[Referring expression data]
= = = = = = =

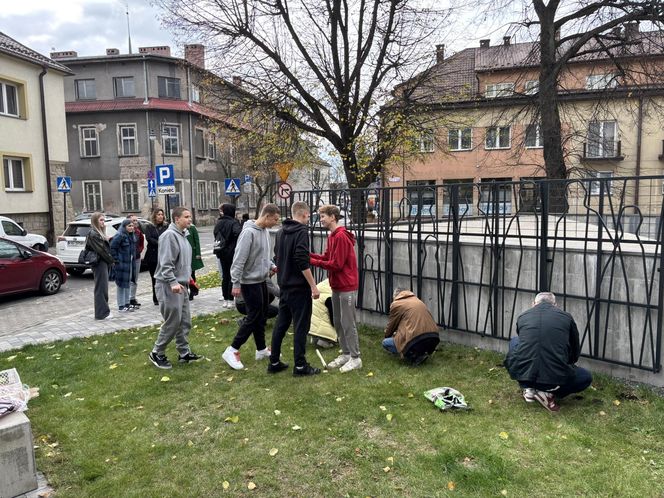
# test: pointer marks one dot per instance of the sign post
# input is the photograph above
(63, 183)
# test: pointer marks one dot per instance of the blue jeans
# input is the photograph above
(581, 380)
(390, 347)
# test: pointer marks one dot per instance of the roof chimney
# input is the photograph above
(63, 55)
(195, 54)
(162, 50)
(440, 53)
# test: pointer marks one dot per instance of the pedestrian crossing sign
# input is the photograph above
(232, 186)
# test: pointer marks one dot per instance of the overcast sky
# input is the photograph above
(87, 26)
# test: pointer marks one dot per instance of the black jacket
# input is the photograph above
(548, 346)
(291, 252)
(230, 228)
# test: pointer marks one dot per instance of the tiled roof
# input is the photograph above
(13, 48)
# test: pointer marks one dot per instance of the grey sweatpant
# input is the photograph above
(343, 309)
(174, 309)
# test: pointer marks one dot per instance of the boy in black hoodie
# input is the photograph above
(297, 287)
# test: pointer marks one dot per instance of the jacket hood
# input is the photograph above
(292, 226)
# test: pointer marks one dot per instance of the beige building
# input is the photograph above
(33, 138)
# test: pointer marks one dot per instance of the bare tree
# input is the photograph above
(325, 67)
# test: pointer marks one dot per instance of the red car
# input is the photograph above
(25, 269)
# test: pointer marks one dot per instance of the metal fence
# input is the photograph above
(477, 253)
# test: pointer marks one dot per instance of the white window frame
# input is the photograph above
(495, 90)
(83, 139)
(121, 80)
(86, 96)
(538, 137)
(459, 132)
(601, 81)
(599, 140)
(214, 194)
(128, 140)
(4, 100)
(531, 87)
(498, 146)
(170, 138)
(594, 186)
(8, 164)
(86, 205)
(202, 195)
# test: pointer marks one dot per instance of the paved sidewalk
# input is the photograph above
(82, 323)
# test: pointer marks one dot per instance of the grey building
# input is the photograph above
(128, 112)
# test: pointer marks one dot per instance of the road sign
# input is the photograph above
(152, 188)
(232, 186)
(165, 175)
(285, 190)
(63, 183)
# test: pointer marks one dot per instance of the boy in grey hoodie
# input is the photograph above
(251, 267)
(171, 285)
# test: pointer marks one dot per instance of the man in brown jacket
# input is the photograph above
(408, 319)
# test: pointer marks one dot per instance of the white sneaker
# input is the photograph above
(352, 364)
(232, 358)
(265, 353)
(339, 361)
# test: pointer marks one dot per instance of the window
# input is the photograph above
(214, 194)
(497, 137)
(170, 136)
(92, 196)
(195, 94)
(85, 89)
(89, 141)
(8, 99)
(424, 143)
(14, 171)
(124, 86)
(595, 186)
(130, 196)
(533, 136)
(601, 81)
(127, 139)
(202, 196)
(499, 90)
(168, 87)
(601, 139)
(531, 87)
(460, 139)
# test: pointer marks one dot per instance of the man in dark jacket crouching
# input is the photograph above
(542, 356)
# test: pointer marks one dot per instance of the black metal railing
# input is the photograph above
(478, 253)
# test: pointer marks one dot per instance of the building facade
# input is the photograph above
(127, 113)
(33, 141)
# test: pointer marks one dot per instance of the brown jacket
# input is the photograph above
(409, 318)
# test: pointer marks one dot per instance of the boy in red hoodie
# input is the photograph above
(340, 262)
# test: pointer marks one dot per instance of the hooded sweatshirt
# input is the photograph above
(339, 260)
(174, 257)
(251, 260)
(292, 255)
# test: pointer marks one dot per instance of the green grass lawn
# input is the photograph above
(109, 424)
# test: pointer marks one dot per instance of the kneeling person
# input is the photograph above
(543, 355)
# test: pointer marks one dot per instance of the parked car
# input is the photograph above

= = = = = = =

## Task item
Find the line that contains "# test: pointer marks one dot per instance of the building". Restate it and all lines after it exactly, ending with the final line of the data.

## Answer to this exercise
# test: pointer marks one dot per instance of the building facade
# input is the photograph above
(127, 113)
(33, 141)
# test: pointer marks one dot per instance of the brown jacket
# input is the photograph above
(409, 318)
# test: pointer marks one dot per instance of the boy in red hoodie
# input is the photograph above
(340, 262)
# test: pointer marks one dot per instance of the hooded sweatshirt
# input is the photograph above
(339, 260)
(174, 257)
(251, 260)
(292, 255)
# test: pointer marks one dot per instance of the green grass lawn
# input is the photograph above
(109, 424)
# test: pointer marks one dot per instance of the kneeling person
# input is the photograph above
(543, 355)
# test: pointer marks one dot per instance of the parked car
# input is the photograph above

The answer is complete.